Dataset rows
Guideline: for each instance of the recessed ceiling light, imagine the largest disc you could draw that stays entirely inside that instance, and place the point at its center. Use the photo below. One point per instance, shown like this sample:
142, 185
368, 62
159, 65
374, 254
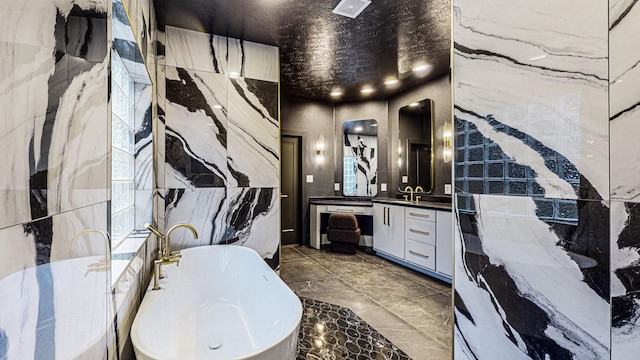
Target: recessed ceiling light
351, 8
540, 57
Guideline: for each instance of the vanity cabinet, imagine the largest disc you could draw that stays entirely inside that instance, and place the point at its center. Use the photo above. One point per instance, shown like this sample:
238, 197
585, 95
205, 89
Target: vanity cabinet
444, 243
416, 237
420, 237
388, 229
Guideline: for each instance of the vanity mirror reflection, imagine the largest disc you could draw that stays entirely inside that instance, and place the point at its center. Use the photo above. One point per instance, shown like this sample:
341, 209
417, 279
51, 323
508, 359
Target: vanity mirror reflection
360, 158
415, 144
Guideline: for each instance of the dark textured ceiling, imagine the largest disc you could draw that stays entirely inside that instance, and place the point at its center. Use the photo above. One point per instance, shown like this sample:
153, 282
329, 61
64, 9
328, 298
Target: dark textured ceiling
320, 50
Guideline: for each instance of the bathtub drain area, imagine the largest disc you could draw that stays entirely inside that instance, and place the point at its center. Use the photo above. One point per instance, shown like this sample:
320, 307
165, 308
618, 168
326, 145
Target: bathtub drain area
215, 344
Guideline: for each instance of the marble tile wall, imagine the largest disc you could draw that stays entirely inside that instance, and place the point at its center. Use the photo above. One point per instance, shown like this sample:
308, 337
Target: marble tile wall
532, 249
54, 191
625, 184
218, 145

BRIEF
Please rewrite the rows above, changing every "largest disc" to "biggest circle" and leaving everything else the same. Omit the pictures from your version.

FINISHED EXERCISE
Guideline: for each instance of the recessed ceiling light, imagine the biggest circle you could draw that stays entirely inside that instance, and place the point at its center. Use the photo below. One point per instance, shown like this sample:
142, 185
368, 62
159, 65
374, 254
Target: recessed ceiling light
351, 8
540, 57
Guideline: for each instance of the vanity cabinet, imagine the biggest circle you could draw that stays entirely inside that instance, and place the point at its center. Use the photo above. One point per instance, shown like this sample:
238, 197
585, 95
205, 89
Target: vanity cabinet
444, 243
416, 237
420, 237
388, 229
Guideline: for each instance of the vanity mirror reflection, imagine the biggest circle you could draw that stays entirely inside that instance, and place the point at its center. Use the photo above. One point per instance, shown like this sample:
341, 209
417, 279
51, 323
508, 359
Target: vanity mirror reflection
360, 158
415, 144
Guideline: for each instance of the dark textured ceiling, imagine the biggest circle you could draw that stays entirely inside that instance, and place the point at its center. Use the photo above. One point per instance, shown like this sample:
153, 282
329, 61
64, 9
328, 298
Target: dark textured ceiling
320, 50
Guideline: for each instance of the bathtub drain area, imagine the biggest circle you could draw that stays entirely inside that instance, and place the point at its center. Use the photo above. One point per instance, shown like this sample:
320, 307
165, 308
618, 168
326, 145
Target: bathtub drain area
215, 344
Guideline: for each instance of the marble tile wall, imagine the biggest circle you could draw that stays entirely inside that instance, and place the point at its center. Use the photo above. One point per instance, shown like this sample:
308, 337
Target: marble tile wall
532, 249
54, 191
625, 184
218, 145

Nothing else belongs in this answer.